Tycoon Talk is a business celebrity talk show broadcast on Hong Kong's TVB Pearl by film producer / host Sean Lee-Davies. He directed and hosted two eight episode series featuring Hong Kong's most recognized billionaires, business leaders, and entrepreneurs. In the series, Lee-Davies gains access to their work environments, as well as, their private lives. In one episode, he challenges American businessman James E. Thompson to a push-up challenge; plays pool with Bruce Rockowitz, co-founder of Pure; and challenges the CEO of Mission Hills Golf Dr. Ken Chu to a round. In addition, he accompanied Tai Sang Bank Director Philip Ma on a helicopter ride around Hong Kong island; and went for a drive with tycoon Sir Gordon Wu in a Nissan Leaf car.

*EXCERPTED DATA:*
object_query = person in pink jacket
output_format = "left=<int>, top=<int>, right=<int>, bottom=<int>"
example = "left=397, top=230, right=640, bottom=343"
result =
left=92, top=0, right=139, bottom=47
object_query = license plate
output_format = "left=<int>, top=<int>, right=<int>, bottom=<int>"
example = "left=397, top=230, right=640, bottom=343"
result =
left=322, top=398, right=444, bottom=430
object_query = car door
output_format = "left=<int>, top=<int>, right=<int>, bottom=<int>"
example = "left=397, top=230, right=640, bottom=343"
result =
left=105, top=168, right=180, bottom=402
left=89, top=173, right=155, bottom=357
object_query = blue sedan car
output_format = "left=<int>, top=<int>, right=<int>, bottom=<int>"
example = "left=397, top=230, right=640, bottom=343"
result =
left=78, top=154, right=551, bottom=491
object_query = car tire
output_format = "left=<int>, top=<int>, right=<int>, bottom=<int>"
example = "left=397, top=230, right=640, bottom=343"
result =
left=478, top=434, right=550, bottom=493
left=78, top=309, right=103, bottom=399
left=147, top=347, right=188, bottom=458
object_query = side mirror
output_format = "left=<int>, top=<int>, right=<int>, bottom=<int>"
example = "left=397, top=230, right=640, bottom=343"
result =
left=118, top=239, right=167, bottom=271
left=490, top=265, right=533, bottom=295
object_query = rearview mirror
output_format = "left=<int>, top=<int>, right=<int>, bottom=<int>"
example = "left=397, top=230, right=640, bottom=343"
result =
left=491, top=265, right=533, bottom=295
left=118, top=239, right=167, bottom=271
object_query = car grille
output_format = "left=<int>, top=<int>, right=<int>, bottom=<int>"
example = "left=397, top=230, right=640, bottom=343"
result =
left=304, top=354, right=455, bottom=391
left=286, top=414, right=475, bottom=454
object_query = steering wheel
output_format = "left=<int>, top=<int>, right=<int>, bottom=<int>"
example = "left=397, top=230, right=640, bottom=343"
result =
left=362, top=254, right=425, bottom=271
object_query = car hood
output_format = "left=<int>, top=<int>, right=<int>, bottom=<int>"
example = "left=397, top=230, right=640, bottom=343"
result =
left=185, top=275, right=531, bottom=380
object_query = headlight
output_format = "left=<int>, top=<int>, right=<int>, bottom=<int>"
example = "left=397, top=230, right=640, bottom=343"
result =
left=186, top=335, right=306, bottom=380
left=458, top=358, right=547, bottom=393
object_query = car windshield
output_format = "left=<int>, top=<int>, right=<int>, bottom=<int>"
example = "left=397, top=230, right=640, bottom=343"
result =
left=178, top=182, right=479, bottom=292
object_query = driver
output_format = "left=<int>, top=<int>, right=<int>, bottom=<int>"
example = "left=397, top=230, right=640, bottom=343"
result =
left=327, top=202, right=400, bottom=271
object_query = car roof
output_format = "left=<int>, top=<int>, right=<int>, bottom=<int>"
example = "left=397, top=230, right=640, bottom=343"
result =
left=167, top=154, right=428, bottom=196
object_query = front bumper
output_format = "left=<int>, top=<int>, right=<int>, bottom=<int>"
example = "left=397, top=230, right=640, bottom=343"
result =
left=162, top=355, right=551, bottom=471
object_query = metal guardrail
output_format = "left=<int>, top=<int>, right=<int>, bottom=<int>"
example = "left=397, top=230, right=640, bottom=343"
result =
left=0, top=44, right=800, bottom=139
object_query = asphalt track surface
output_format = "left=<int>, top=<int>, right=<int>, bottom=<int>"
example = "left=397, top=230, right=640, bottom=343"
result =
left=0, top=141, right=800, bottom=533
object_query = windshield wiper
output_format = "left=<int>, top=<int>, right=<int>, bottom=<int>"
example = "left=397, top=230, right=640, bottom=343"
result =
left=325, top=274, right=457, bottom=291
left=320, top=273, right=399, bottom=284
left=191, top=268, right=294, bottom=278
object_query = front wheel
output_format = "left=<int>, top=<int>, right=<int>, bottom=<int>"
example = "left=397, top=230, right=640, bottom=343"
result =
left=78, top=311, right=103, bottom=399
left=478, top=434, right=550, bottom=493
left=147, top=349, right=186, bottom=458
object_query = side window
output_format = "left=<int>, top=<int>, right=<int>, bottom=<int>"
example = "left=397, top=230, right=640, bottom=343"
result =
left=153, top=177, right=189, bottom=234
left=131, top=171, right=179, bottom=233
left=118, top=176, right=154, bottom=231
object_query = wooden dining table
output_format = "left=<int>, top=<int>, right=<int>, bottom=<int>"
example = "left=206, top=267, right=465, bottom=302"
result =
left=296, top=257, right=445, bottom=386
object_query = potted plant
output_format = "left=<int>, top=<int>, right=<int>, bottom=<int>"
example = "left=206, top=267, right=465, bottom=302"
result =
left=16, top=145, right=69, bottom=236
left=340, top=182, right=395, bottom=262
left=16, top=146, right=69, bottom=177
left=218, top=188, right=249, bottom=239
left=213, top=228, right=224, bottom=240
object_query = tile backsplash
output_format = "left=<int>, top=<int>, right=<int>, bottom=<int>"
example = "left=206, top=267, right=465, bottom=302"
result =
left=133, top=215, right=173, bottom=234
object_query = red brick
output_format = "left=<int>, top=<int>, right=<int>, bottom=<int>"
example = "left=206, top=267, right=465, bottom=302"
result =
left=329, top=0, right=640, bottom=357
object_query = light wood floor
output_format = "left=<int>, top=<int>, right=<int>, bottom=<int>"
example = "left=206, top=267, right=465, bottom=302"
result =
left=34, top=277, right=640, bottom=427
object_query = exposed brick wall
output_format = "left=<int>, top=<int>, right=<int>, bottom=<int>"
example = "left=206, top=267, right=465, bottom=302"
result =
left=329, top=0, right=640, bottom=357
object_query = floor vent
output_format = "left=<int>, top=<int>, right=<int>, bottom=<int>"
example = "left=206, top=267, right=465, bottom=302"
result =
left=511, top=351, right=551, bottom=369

*TASK REQUIREMENTS:*
A. Please set down the passage on Tycoon Talk word for word, starting at "Tycoon Talk is" and ending at "Nissan Leaf car.".
B. According to the Tycoon Talk text, on which channel is the show broadcast?

*PER-TASK OUTPUTS:*
A.
Tycoon Talk is a business celebrity talk show broadcast on Hong Kong's TVB Pearl by film producer / host Sean Lee-Davies. He directed and hosted two eight episode series featuring Hong Kong's most recognized billionaires, business leaders, and entrepreneurs. In the series, Lee-Davies gains access to their work environments, as well as, their private lives. In one episode, he challenges American businessman James E. Thompson to a push-up challenge; plays pool with Bruce Rockowitz, co-founder of Pure; and challenges the CEO of Mission Hills Golf Dr. Ken Chu to a round. In addition, he accompanied Tai Sang Bank Director Philip Ma on a helicopter ride around Hong Kong island; and went for a drive with tycoon Sir Gordon Wu in a Nissan Leaf car.

B. Hong Kong's TVB Pearl.